• **EXERCISE INSTRUCTIONS**
Each entry below is to be given again word for word, with no pictures.

Segment Start: DATA FOR THIS EXERCISE

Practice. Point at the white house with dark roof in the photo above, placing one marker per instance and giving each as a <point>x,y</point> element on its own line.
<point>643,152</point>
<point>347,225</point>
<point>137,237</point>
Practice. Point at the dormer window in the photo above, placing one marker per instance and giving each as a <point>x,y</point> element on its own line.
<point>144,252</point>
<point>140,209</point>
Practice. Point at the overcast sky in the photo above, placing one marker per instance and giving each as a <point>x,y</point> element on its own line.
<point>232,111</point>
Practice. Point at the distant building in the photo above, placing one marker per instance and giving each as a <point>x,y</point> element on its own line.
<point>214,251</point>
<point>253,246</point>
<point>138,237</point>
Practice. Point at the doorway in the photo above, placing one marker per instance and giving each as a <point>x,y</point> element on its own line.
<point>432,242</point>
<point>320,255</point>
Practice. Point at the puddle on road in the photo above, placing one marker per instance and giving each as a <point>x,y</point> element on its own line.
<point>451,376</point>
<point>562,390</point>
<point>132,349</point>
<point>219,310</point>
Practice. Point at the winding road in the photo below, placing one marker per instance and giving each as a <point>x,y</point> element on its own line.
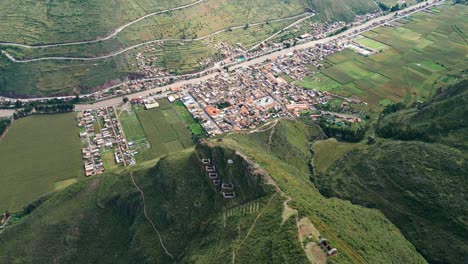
<point>371,24</point>
<point>113,34</point>
<point>115,53</point>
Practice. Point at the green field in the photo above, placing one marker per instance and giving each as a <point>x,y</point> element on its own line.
<point>165,131</point>
<point>37,154</point>
<point>427,51</point>
<point>131,126</point>
<point>62,21</point>
<point>185,115</point>
<point>371,43</point>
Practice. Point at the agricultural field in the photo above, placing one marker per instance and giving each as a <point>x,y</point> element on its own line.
<point>424,52</point>
<point>39,154</point>
<point>131,125</point>
<point>185,115</point>
<point>52,78</point>
<point>165,130</point>
<point>375,45</point>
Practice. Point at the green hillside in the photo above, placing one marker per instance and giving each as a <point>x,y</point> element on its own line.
<point>57,22</point>
<point>420,183</point>
<point>277,215</point>
<point>442,119</point>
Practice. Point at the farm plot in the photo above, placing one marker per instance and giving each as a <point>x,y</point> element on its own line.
<point>372,44</point>
<point>188,119</point>
<point>37,155</point>
<point>414,60</point>
<point>165,131</point>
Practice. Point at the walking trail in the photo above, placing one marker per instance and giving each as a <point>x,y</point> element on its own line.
<point>148,218</point>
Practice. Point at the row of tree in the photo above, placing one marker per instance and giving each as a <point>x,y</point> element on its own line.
<point>54,106</point>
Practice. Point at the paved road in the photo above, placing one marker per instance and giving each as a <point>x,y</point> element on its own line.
<point>325,40</point>
<point>113,34</point>
<point>118,100</point>
<point>6,112</point>
<point>115,53</point>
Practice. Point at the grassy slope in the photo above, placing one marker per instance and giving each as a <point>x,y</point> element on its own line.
<point>373,240</point>
<point>419,186</point>
<point>36,152</point>
<point>441,119</point>
<point>100,219</point>
<point>50,23</point>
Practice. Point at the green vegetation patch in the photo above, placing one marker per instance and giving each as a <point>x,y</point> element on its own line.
<point>165,130</point>
<point>36,152</point>
<point>372,43</point>
<point>413,60</point>
<point>131,125</point>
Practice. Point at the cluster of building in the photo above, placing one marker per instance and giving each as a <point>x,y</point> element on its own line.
<point>227,189</point>
<point>101,130</point>
<point>248,97</point>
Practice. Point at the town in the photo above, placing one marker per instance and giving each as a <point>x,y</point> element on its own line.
<point>101,129</point>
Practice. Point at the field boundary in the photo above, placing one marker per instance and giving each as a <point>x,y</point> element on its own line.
<point>116,53</point>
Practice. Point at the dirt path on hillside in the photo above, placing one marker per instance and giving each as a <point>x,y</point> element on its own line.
<point>115,53</point>
<point>148,218</point>
<point>99,39</point>
<point>238,246</point>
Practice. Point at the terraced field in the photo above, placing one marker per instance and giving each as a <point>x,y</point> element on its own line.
<point>424,51</point>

Segment End: DATA FOR THIS EXERCISE

• **RESULT OF THE TASK**
Practice. Point at the white house with dark roof in the photo above, placing one marker per instance and giving each as a <point>x,y</point> element on its own line.
<point>643,152</point>
<point>347,225</point>
<point>137,237</point>
Practice. Point at the dormer window in the photo above, placing one marker per instance and giving each as a <point>x,y</point> element on its own line.
<point>144,252</point>
<point>140,209</point>
Practice. Point at the overcast sky in the photo above, placing one marker per instance and giving each as a <point>x,y</point> element on its own line.
<point>232,111</point>
Practice. Point at the distant building in the photo above, placing one marker per instance and giving each as a <point>x,y</point> element on its own line.
<point>214,251</point>
<point>253,246</point>
<point>138,237</point>
Practice. Point at the doorway in the photo above, placing one marker per instance and giving each as a <point>x,y</point> element on its own line.
<point>432,242</point>
<point>320,255</point>
Practice. Point at the puddle on road in the photo above, placing one marker per instance and giving each as a <point>x,y</point> element on its own line.
<point>451,376</point>
<point>562,390</point>
<point>132,349</point>
<point>219,310</point>
Practice. Point at the winding road in the photo below, placing one marker per instance and giving each as a <point>x,y</point> element on its own line.
<point>371,24</point>
<point>113,34</point>
<point>115,53</point>
Practice. Point at the green field in the photo above, placing one marker per instance and giving each as a <point>x,y</point> element on its own line.
<point>165,131</point>
<point>37,154</point>
<point>427,51</point>
<point>131,126</point>
<point>62,21</point>
<point>185,115</point>
<point>371,43</point>
Practice. Point at the agricultural field in the photo above, placing one marker per instance and giving each as a <point>x,y</point> element on its own line.
<point>424,52</point>
<point>39,154</point>
<point>131,125</point>
<point>185,115</point>
<point>52,78</point>
<point>165,130</point>
<point>375,45</point>
Practice. Point at the green hillside in the photo above, placing one marker per instance and giving each as a <point>x,y</point> element on its own line.
<point>57,22</point>
<point>420,183</point>
<point>277,215</point>
<point>442,119</point>
Practice. Point at the farm plot in the photo above, placing one marker per instance and giving each as a <point>x,y</point> element on its own line.
<point>372,44</point>
<point>188,119</point>
<point>37,155</point>
<point>414,60</point>
<point>165,131</point>
Practice. Point at the walking trail in the photo above, placing one marker per instance and giving each as a <point>x,y</point> element on its own line.
<point>148,218</point>
Practice. Point at the row of tree in the photo above, placing one marker per instance and giving each as a <point>x,y</point> element on its own line.
<point>54,106</point>
Practice. Point at the paved road in the photo above, placing one marker per instance and giving each as a <point>x,y</point> element on its own line.
<point>325,40</point>
<point>113,34</point>
<point>118,100</point>
<point>6,112</point>
<point>115,53</point>
Practice. Point at the grassy slope in the photo above, placing one marker per instance and giving each as a <point>x,y</point> element on its own line.
<point>373,240</point>
<point>419,186</point>
<point>36,152</point>
<point>441,119</point>
<point>100,219</point>
<point>50,23</point>
Practice. Point at the green vegetation patch in the photo above, placing one marker per instance and giving each as a <point>x,y</point> element on its own line.
<point>165,130</point>
<point>36,152</point>
<point>372,43</point>
<point>413,60</point>
<point>131,125</point>
Practice. Point at the cluster of building in the photo above, placing one marker per instance and giving each as a <point>x,y</point> element on its own line.
<point>227,189</point>
<point>101,130</point>
<point>248,97</point>
Practice. Point at the town in the photo above, placing one marker per instance and giving each as a <point>x,y</point> element on its own line.
<point>101,129</point>
Practice. Point at the field boundary in the photo above, placing one marker per instance and giving each as a <point>x,y</point> element on its own line.
<point>116,53</point>
Practice. Point at the dirt path on hillside in the photo above, placing one marker per instance and giving each as a <point>x,y</point> element on its own line.
<point>115,53</point>
<point>148,218</point>
<point>99,39</point>
<point>238,246</point>
Practice. Point at the terraced field in the photo above, placing one marker per instance and giving each as a <point>x,y</point> element on its own line.
<point>424,51</point>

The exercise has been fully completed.